[Task a]:
According to the opinion piece about USF and Iran's foreign minister, how many veterans are presently enrolled at the university?

[Document passage]:
* * *

Mark Wallace: Growing USF should not endanger its progress with connection to Iran
Iran's foreign minister Mohammad Javad Zarif.

Mohammad-Javad-Zarif
The risk is so far out of proportion to the theoretical benefits of giving a professional apologist a prominent platform.

The University of South Florida (USF) and its Center for Strategic & Diplomatic Studies recently sponsored a conference with a prominent think tank, the Atlantic Council. It should be a cause for celebration that USF is continuing to assert itself as a growing force in academia.

But this was not an ordinary event.

Until days before the conference, the primary draw of this gathering was a keynote speech from Iranian Foreign Minister Javad Zarif — a senior insider of the world’s leading state-sponsor of terrorism worldwide.

The decision to place Zarif on that perch was bewildering. It would have been damaging, inappropriate and amoral.

To be clear, USF’s decision to continue Zarif’s involvement in the program would’ve been a self-inflicted wound with long-lasting implications. It could’ve caused legislators to question the wisdom of appropriating more than $420 million in taxpayer money this fiscal year to the institution.

And it would’ve been a galling insult to the nearly 2,000 veterans presently enrolled in the university. Iran, as they know, is responsible for the deaths of more than 1,000 U.S. soldiers.

Iran’s ruling regime finances terrorist organizations such as Hezbollah, Hamas, and Palestinian Islamic Jihad in its proxy wars in the Middle East and around the world. It trains Taliban fighters in bomb-making and weapons training. Its leaders and military are working tirelessly to prop up the Assad regime in Syria. It has been implicated over the last several months in bombing and assassination plots against civilians and government officials on European soil.

And Zarif is the so-called respectable mouthpiece for their policies.

Further, the Atlantic Council has a long history of engagement with the Iranian regime, something that should trouble USF leadership and Floridians alike.

The Atlantic Council previously hosted a private briefing with Zarif in 2015, during which he shared insight on Iran’s plans for implementing the JCPOA, the future of US-Iran relations, and answered questions regarding Iran’s role in its region.

Atlantic Council leadership makes frequent trips to Iran and was among a small group of individuals who met with Zarif in New York in 2018 to discuss the Trump Administration’s Iran policy. In addition, the Atlantic Council is supported financially by the Ploughshares Fund, a group that vocally supported the implementation of the flawed JCPOA agreement.

* * *

[Task b]:
In the records below, report every line that contains the word "white", matching case exactly.

* * *

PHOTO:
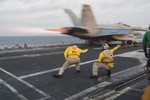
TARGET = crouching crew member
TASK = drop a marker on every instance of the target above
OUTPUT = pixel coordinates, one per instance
(105, 60)
(72, 56)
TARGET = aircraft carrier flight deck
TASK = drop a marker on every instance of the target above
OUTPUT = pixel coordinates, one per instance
(27, 75)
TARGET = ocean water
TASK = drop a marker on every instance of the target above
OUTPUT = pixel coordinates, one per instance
(38, 40)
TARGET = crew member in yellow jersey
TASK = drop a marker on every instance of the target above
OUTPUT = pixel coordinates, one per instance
(72, 56)
(146, 94)
(105, 60)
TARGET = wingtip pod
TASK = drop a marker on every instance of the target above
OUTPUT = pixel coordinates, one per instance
(139, 29)
(61, 30)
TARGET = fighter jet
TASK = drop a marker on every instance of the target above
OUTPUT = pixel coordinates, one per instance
(87, 28)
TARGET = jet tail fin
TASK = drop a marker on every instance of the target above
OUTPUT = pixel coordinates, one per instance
(88, 19)
(74, 18)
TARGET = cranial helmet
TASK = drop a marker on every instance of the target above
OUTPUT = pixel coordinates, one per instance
(105, 46)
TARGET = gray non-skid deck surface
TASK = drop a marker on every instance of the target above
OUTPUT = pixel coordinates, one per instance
(50, 59)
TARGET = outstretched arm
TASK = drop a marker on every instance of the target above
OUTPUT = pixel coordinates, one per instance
(145, 45)
(115, 48)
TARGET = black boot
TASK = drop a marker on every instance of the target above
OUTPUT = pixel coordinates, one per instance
(94, 76)
(77, 71)
(108, 73)
(57, 75)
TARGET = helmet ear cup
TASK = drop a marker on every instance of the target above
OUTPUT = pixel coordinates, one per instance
(106, 47)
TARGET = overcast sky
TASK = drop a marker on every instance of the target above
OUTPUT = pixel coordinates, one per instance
(30, 17)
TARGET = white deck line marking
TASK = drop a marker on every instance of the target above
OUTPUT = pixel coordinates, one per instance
(13, 90)
(26, 83)
(56, 69)
(74, 97)
(119, 93)
(29, 55)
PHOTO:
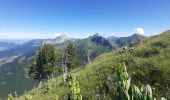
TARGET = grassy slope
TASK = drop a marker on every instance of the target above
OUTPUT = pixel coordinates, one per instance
(147, 64)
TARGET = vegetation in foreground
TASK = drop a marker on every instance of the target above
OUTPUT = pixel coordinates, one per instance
(148, 63)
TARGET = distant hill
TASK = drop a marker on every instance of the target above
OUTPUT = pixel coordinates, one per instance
(15, 60)
(6, 45)
(122, 41)
(148, 63)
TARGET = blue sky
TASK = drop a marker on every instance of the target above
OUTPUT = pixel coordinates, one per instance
(81, 18)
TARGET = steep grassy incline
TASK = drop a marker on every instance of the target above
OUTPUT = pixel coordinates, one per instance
(148, 63)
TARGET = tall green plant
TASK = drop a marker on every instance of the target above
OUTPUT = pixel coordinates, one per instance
(43, 65)
(128, 92)
(75, 93)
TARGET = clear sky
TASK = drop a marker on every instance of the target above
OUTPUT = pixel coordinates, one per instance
(80, 18)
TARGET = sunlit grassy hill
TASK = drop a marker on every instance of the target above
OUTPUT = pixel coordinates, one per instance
(148, 63)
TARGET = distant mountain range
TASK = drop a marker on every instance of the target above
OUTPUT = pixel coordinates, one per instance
(6, 45)
(16, 58)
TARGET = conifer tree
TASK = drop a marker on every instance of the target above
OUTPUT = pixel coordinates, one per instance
(43, 64)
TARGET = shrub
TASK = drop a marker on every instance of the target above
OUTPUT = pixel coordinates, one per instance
(75, 93)
(161, 44)
(128, 92)
(146, 52)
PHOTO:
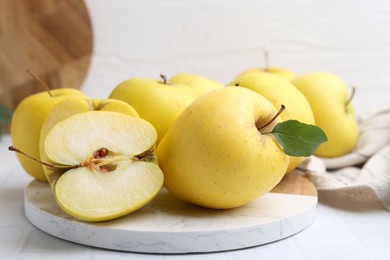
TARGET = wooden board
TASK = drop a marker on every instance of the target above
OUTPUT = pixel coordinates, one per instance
(53, 38)
(167, 225)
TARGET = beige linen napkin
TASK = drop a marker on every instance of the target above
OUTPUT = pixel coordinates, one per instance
(363, 174)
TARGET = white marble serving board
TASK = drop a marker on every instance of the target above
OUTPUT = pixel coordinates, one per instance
(167, 225)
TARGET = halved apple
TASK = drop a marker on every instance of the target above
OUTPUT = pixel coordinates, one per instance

* * *

[Answer a]:
Nearly 2,000.

[Answer b]:
TARGET = white deck line marking
TARGET = white marble serving board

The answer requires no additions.